## start MATERIAL SHOWN

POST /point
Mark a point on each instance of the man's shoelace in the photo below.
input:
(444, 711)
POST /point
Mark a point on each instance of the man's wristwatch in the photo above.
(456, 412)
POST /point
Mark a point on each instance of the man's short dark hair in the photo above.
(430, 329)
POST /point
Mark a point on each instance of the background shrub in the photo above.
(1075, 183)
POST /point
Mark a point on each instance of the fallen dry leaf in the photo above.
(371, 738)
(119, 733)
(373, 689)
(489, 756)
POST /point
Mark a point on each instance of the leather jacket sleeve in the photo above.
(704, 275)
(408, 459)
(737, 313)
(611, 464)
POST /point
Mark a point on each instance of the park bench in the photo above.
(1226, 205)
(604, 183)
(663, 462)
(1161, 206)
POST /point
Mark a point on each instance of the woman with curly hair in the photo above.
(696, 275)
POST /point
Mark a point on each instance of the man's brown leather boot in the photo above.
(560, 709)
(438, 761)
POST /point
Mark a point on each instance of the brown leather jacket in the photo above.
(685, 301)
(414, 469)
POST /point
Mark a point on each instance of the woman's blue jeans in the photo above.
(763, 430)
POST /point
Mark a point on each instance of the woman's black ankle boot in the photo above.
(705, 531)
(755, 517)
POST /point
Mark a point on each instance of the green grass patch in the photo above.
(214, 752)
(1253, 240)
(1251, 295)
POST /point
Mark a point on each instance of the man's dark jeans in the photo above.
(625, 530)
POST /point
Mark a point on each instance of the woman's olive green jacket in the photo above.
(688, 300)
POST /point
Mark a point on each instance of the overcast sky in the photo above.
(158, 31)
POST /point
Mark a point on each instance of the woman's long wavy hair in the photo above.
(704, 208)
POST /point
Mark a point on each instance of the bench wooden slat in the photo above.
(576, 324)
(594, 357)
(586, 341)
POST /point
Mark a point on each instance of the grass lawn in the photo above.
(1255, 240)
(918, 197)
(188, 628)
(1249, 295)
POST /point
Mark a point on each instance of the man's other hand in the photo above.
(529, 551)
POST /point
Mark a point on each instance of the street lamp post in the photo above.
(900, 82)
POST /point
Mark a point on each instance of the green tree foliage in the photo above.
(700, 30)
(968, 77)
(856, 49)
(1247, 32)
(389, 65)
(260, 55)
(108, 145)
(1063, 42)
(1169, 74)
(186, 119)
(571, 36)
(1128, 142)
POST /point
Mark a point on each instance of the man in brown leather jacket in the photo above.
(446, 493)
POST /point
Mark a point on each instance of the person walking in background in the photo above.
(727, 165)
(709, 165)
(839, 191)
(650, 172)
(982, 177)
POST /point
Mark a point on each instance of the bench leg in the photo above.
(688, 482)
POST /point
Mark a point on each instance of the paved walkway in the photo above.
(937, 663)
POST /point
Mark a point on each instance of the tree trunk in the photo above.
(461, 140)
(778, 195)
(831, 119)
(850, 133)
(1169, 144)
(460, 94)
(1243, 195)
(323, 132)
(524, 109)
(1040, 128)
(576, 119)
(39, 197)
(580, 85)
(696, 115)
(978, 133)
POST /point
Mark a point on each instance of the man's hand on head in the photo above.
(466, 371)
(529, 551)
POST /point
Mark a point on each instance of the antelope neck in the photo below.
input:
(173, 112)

## end MATERIAL SHOWN

> _EXERCISE GOAL_
Rewrite every one of the rows above with "Mark a point" replaced by "Place a dot" each time it occurs, leaving everything else unchanged.

> _FINISHED ANSWER_
POST /point
Place a dot on each instance of the man's shoelace in the photo below.
input:
(444, 711)
POST /point
Place a dot on each instance of the man's wristwatch in the photo above.
(456, 412)
POST /point
Place a dot on each instance of the man's short dark hair in the photo above.
(430, 329)
POST /point
Place a dot on each instance of the background shrub in the photo above.
(1075, 183)
POST /point
Place a dot on each instance of the fallen dry leaf in the photo above.
(371, 738)
(119, 733)
(373, 689)
(489, 756)
POST /point
Place a dot on each instance of the leather jacket sleeve in the photo above.
(704, 275)
(408, 459)
(737, 313)
(611, 464)
POST /point
Place a dot on each instance of the park bench in the photo above.
(1226, 205)
(604, 183)
(663, 462)
(1161, 206)
POST /point
Place a dot on each instance of the woman with curly hair in the photo above.
(696, 275)
POST /point
Place a dot on each instance of the man's brown leather boot in the photo above.
(560, 709)
(438, 761)
POST /point
Place a dot on each instance of the brown leather jacket in the photo above.
(685, 301)
(414, 469)
POST /point
Place a dot on each instance of the woman's blue jeans in the photo above.
(763, 430)
POST /point
Place a dot on each instance of the woman's black ankle boot in the photo above.
(705, 531)
(755, 517)
POST /point
Place a dot on each instance of the green grass patch in the photo above.
(214, 752)
(1253, 240)
(1251, 295)
POST /point
Place a dot on each instance of the man's dark jeans in the photo above.
(625, 530)
POST /point
Place a dot on each instance of the woman's olive green jacket in the photo above.
(688, 300)
POST /point
Place a dot on each instance of the overcast sky in the photo above.
(158, 31)
POST /point
Place a dot on each instance of the woman's long wavy hair in the photo above.
(704, 208)
POST /point
Place a dot on each instance of the bench wooden slat in the photo above.
(576, 324)
(594, 357)
(586, 341)
POST /point
Place a dot on each instance of the grass lawn in the photo above.
(1255, 240)
(918, 197)
(188, 628)
(1249, 295)
POST /point
Place a dot on each instance of the man's other hand in the photo above.
(529, 551)
POST /point
Place a dot on each instance of the street lamp post in the photo above.
(900, 82)
POST /point
Place a dot on each instance of the green tree foliage in the photo above.
(700, 30)
(968, 77)
(856, 49)
(1247, 32)
(389, 65)
(260, 55)
(108, 145)
(1063, 42)
(1169, 74)
(186, 119)
(571, 36)
(1128, 142)
POST /point
Place a dot on each instance of the man in brown leather jacket in the photo above.
(446, 493)
POST /point
Place a dot on each instance of the person walking in background in the photo above.
(727, 165)
(709, 165)
(839, 191)
(650, 172)
(982, 177)
POST /point
Place a dot on each instance of the bench leg in the photo above.
(688, 482)
POST /point
Place a dot on each instance of the paved walkway in the photo above.
(937, 663)
POST /point
Place a dot on each instance of the tree trunk in the photo above.
(461, 140)
(778, 195)
(831, 119)
(850, 133)
(1169, 144)
(460, 94)
(1243, 195)
(323, 132)
(524, 109)
(1040, 128)
(576, 119)
(39, 197)
(580, 85)
(696, 115)
(978, 133)
POST /point
Place a dot on each instance of the man's hand on head in the photo above.
(466, 371)
(529, 551)
POST /point
Place a dot on each instance of the antelope neck in the photo below.
input:
(173, 112)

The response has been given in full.